= Dataset excerpt =
^^^^^^^^^^^^^^^^

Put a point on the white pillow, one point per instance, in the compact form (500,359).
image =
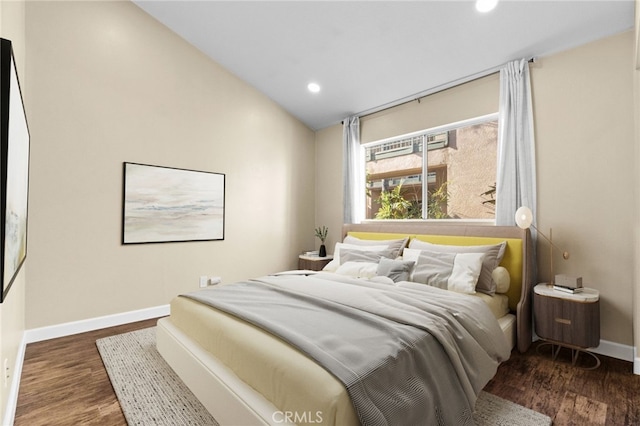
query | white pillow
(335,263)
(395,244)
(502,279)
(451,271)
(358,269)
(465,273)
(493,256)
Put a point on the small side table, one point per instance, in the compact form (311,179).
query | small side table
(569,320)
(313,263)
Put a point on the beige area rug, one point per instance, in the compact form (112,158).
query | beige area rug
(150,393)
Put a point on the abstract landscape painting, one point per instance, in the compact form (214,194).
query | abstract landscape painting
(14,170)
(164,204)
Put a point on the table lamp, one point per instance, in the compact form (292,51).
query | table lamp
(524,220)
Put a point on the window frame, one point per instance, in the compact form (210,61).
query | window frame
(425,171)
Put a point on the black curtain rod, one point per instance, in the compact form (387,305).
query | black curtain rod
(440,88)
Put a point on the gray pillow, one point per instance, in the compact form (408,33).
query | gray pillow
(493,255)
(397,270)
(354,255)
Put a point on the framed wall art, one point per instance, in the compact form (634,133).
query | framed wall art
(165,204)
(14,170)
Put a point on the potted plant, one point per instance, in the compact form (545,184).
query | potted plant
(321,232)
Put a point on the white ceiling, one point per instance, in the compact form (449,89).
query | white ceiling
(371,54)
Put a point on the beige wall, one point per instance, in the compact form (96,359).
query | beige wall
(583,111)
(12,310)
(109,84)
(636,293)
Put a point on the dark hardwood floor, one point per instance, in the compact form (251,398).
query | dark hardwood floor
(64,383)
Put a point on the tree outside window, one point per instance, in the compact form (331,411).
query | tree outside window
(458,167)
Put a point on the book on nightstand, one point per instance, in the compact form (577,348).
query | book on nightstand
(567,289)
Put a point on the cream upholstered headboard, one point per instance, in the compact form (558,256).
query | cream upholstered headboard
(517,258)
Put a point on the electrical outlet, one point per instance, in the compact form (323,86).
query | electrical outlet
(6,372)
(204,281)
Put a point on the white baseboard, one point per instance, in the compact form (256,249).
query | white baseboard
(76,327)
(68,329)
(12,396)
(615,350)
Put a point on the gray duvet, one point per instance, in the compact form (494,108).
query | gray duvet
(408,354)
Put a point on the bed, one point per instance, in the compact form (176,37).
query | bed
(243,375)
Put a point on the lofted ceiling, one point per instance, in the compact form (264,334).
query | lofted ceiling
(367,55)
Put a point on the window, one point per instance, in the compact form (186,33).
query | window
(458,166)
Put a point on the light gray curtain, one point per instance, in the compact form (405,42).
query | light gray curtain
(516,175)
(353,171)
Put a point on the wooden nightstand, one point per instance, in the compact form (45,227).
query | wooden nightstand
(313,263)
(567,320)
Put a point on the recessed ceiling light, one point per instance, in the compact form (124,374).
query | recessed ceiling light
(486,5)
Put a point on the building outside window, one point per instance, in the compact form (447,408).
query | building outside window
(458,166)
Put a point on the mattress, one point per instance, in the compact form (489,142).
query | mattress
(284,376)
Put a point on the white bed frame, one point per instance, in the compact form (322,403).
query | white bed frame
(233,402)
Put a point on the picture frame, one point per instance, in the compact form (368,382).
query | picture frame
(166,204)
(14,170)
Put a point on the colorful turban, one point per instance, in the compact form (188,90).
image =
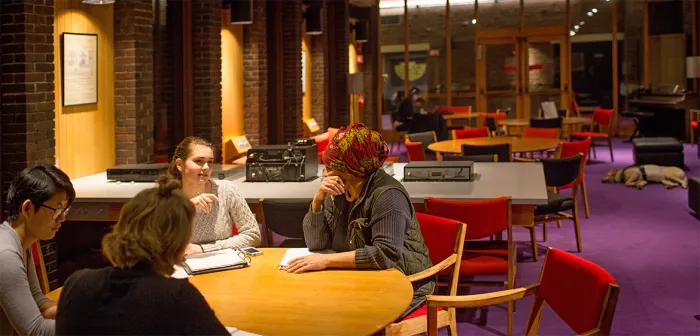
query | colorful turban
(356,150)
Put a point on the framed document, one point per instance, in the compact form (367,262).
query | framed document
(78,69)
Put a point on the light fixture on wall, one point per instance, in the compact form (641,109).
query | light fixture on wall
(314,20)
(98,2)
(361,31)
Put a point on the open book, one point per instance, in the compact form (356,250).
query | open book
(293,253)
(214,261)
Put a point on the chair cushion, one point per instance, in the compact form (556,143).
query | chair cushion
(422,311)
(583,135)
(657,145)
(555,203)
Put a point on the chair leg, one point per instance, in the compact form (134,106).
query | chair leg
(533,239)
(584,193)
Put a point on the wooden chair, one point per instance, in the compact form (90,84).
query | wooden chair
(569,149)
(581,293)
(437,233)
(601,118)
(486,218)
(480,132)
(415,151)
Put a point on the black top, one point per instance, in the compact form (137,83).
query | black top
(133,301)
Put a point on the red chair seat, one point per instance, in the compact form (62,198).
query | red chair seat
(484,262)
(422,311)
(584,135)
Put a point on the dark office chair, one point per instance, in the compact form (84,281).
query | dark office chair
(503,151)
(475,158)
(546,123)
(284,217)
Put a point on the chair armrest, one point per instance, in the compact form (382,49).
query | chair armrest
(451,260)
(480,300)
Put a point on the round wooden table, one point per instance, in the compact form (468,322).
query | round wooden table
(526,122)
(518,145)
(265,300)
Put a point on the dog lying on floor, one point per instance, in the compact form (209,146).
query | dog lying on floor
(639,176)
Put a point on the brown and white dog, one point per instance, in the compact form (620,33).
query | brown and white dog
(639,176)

^^^^^^^^^^^^^^^^

= THE REQUEST =
Please echo all of the rows above line for line, leaving out the pictures.

= EXERCISE ANSWER =
Put a point on the white pillow, one point per instance, in the compact form (500,359).
image =
query | white pillow
(335,263)
(395,244)
(502,279)
(451,271)
(358,269)
(465,273)
(493,256)
Put a point on the small side table, one point per instance, in the compact form (311,179).
query | small side table
(569,320)
(313,263)
Put a point on the beige area rug, one point per instance, in the compact form (112,158).
query | beige area rug
(150,393)
Put a point on the abstract landscape painting, one point per instance, in the compact form (214,194).
query | abstract landscape painting
(14,170)
(164,204)
Put a point on the table lamp, one point per instance, in the compact form (292,51).
query | table lamp
(524,220)
Put a point on the window frame, one point per instance, in the compact form (210,61).
query | window frame
(425,171)
Put a point on the black curtain rod, one point per instance, in the compact form (387,305).
query | black curtain rod
(440,88)
Put a point on the gray pillow, one point per instance, in the compact form (408,33).
query | gray pillow
(493,255)
(397,270)
(354,255)
Put a point on the framed wall art, one point per instance, in the compact form (634,133).
query | framed wall art
(165,204)
(14,170)
Put a point on the potted plant, one point per instance, in the compact form (545,184).
query | potted plant
(321,232)
Put a point on the white ceiling, one point per instance, in the compact form (449,89).
query | white ceiling
(371,54)
Put a point on the beige wall, one point per instance, in the compact form (96,359).
query | beige wall
(583,111)
(12,310)
(109,84)
(636,293)
Put a point on the dark hardwood floor, one point per instance, in the compact form (251,398).
query | dark hardwood floor
(64,383)
Put a point on the tree outside window, one point per instance, in the compact form (331,411).
query | tree outside window
(458,167)
Put a point on the book on nightstand, one point per instance, in the compact form (577,348).
query | book on nightstand
(567,289)
Put a point on the cream upholstered headboard, one point per instance, in the compact form (558,256).
query | cream upholstered headboard
(517,258)
Put a point on the electrical outlet, one point per instance, in the compact form (323,86).
query | electrical outlet
(6,372)
(204,281)
Put a point on the white baseboard, one point per instance, in the compact form (256,249).
query | white baseboard
(76,327)
(68,329)
(12,396)
(615,350)
Put a point on the gray duvet, one point per instance, in the compact form (494,108).
query | gray duvet
(408,354)
Put a point on the bed, one point per instance, in the compact form (176,37).
query | bed
(243,375)
Put a point on the lofted ceiling, one point per instance, in the compact form (264,334).
query | lofted ceiling
(367,55)
Put a point on the window, one point per instance, in the compact form (186,33).
query | window
(458,166)
Put a point on the light gray curtain, one point per instance, in the compact form (405,42).
query | light gray curtain
(516,175)
(353,171)
Put a point on the wooden nightstand, one point per instance, in the compact form (45,227).
query | wooden nightstand
(313,263)
(567,320)
Put a point on the recessed ceiling light, one point per instance, in the compact form (124,374).
query | recessed ceiling light
(486,5)
Put a point on the building outside window, one point per instance, in the compact form (447,408).
query | building outside window
(458,166)
Put a point on the mattress, one point per instance, in the compact form (489,142).
query | mattress
(284,376)
Put a point on the white bed frame, one point per instance, in the compact form (322,403).
query | white bed frame
(233,402)
Put a point on the picture frame, one point per instance, in the compact form (368,382).
query | picture frame
(166,204)
(14,170)
Put a point on the colorful turban, one point per instance, in the compact form (188,90).
image =
query | colorful turban
(356,150)
Put a point on the framed document, one point per instance, in the compact form (367,262).
query | framed document
(78,69)
Put a point on the light fixture on wall, one point per instance, in the compact form (641,109).
query | light fixture on wall
(314,20)
(98,2)
(361,31)
Put a point on the open book, one point per instance, in the compact form (356,250).
query | open book
(293,253)
(214,261)
Put a point on the chair cushion, one point per instance, in the compact form (556,143).
query | chair cushion
(422,311)
(583,135)
(657,145)
(555,203)
Put a point on the chair leg, one point per instance, in the compact form (134,106).
query | chair leg
(533,239)
(584,193)
Put a point on the wooden chair, one point per instance, in the compact form (90,84).
query | wooden chair
(569,149)
(581,293)
(437,233)
(601,118)
(486,218)
(480,132)
(415,151)
Put a point on the black top, one point per instance, in the compact form (137,83).
query | black top
(133,301)
Put a point on the red chair seat, one point per instance, in the compact form (62,198).
query | red chair seat
(484,262)
(422,311)
(584,135)
Put a point on the dark office chair, one point per instance, in the compact form (84,281).
query | dark office chair
(503,151)
(475,158)
(546,123)
(284,217)
Put a point on the chair armrest, one point per instance, in the compact form (382,49).
query | chair armrest
(451,260)
(480,300)
Put a point on the round wooden table, one point per instance, in the compact form (468,322).
query | round wooden table
(526,122)
(518,145)
(265,300)
Put a point on the dog lying on floor, one point per instance, in the compact form (209,146).
query | dog lying on floor
(639,176)
Put a point on the brown and white dog, one point per instance, in the compact form (620,33).
query | brown and white dog
(639,176)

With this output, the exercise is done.